---------- DATA FOR THE TASK

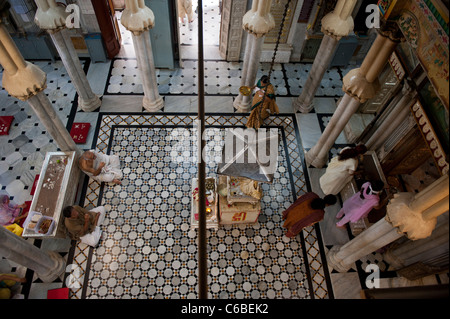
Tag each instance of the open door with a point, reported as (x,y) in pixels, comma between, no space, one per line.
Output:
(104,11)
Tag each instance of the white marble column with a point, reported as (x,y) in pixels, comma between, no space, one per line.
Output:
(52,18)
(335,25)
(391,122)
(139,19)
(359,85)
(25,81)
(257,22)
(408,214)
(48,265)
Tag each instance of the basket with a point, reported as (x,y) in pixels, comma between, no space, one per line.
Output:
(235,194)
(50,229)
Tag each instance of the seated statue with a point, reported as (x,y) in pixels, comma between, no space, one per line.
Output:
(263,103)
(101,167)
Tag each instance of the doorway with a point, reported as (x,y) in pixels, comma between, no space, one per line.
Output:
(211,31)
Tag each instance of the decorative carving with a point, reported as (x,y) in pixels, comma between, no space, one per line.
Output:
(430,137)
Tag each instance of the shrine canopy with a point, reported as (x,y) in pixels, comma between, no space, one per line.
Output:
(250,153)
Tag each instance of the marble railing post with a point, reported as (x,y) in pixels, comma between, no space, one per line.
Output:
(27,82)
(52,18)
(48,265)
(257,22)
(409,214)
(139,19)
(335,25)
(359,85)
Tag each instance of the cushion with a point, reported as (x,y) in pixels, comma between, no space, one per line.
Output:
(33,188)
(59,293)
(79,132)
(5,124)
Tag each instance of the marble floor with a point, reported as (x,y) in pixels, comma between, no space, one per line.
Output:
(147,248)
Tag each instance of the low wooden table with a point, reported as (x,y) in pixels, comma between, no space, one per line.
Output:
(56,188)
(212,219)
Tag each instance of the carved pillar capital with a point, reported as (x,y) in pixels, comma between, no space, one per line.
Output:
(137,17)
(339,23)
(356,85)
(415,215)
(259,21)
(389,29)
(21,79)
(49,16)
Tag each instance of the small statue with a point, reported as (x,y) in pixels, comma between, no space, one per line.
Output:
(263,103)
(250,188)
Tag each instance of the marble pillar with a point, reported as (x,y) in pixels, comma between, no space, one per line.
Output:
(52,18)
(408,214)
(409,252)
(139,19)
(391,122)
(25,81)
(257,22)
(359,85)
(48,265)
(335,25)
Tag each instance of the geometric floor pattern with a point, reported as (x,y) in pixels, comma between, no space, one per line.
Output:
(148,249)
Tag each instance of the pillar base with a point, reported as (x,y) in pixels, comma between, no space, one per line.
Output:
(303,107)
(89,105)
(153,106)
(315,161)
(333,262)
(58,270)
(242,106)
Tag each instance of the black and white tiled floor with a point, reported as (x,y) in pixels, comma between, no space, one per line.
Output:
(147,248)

--------------------
---------- DATA FOR THE TASK

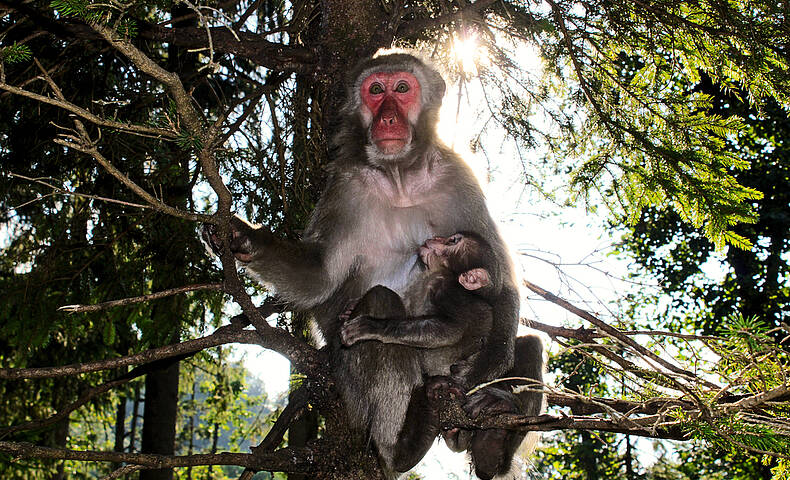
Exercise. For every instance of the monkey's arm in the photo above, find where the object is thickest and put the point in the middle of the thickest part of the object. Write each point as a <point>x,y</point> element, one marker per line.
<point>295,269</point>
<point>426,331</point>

--------------------

For every line in the listing above that contains "statue", copy that line.

** TASK ANSWER **
Tag each instance of the seated statue with a point, reported as (x,y) in pixels, comma between, no space, one per line.
Tag each instance of the small statue with a point, reported as (x,y) in pixels, comma between, no space, one per line.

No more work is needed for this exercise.